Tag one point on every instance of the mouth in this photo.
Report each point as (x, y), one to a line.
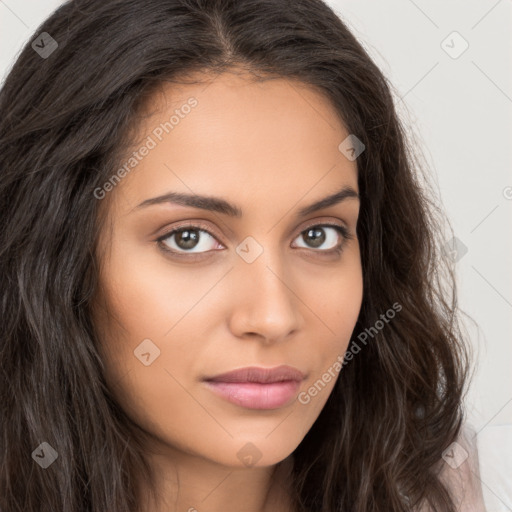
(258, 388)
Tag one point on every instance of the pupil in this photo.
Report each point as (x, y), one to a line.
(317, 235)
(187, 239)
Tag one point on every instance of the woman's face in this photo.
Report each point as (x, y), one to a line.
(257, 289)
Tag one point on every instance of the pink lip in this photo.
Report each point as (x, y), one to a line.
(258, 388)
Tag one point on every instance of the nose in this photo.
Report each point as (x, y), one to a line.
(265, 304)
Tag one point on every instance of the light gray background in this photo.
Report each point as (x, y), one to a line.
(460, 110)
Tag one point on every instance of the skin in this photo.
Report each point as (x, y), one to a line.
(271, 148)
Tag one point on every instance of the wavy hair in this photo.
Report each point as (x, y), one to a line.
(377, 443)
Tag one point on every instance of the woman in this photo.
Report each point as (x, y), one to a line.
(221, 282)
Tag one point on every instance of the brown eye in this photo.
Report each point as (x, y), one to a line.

━━━━━━

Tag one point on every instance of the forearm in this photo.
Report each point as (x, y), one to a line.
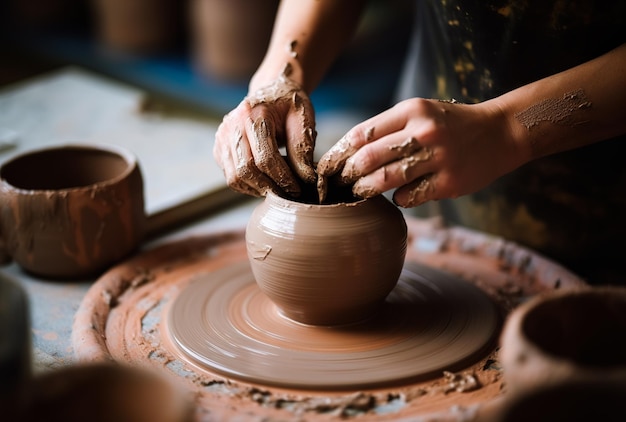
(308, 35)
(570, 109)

━━━━━━

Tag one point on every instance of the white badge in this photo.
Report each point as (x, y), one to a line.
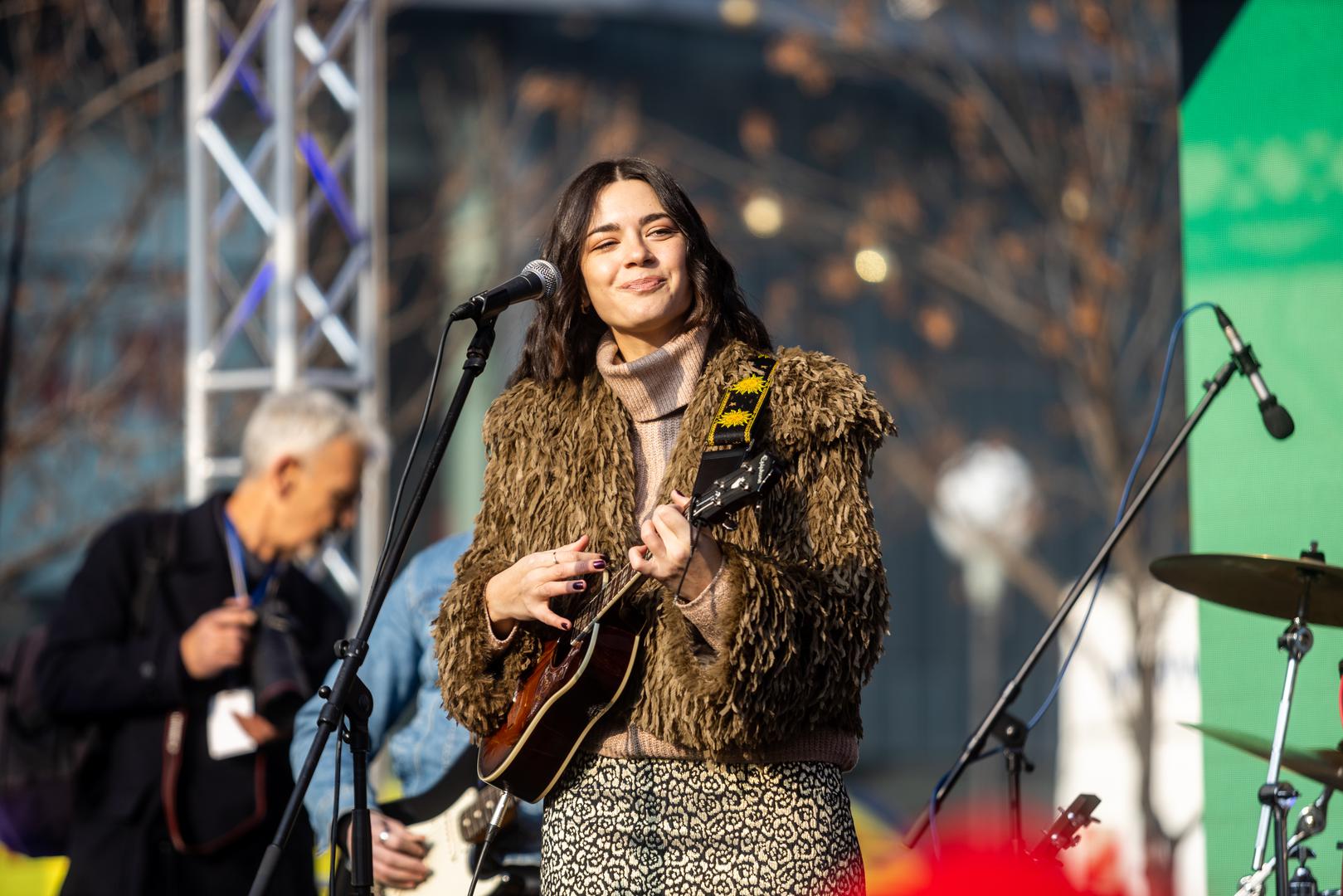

━━━━━━

### THE TASK
Count the lines in the material above that contain the string "this", treating uppercase and lowercase as different, and reply with only the number.

### FINISHED TASK
12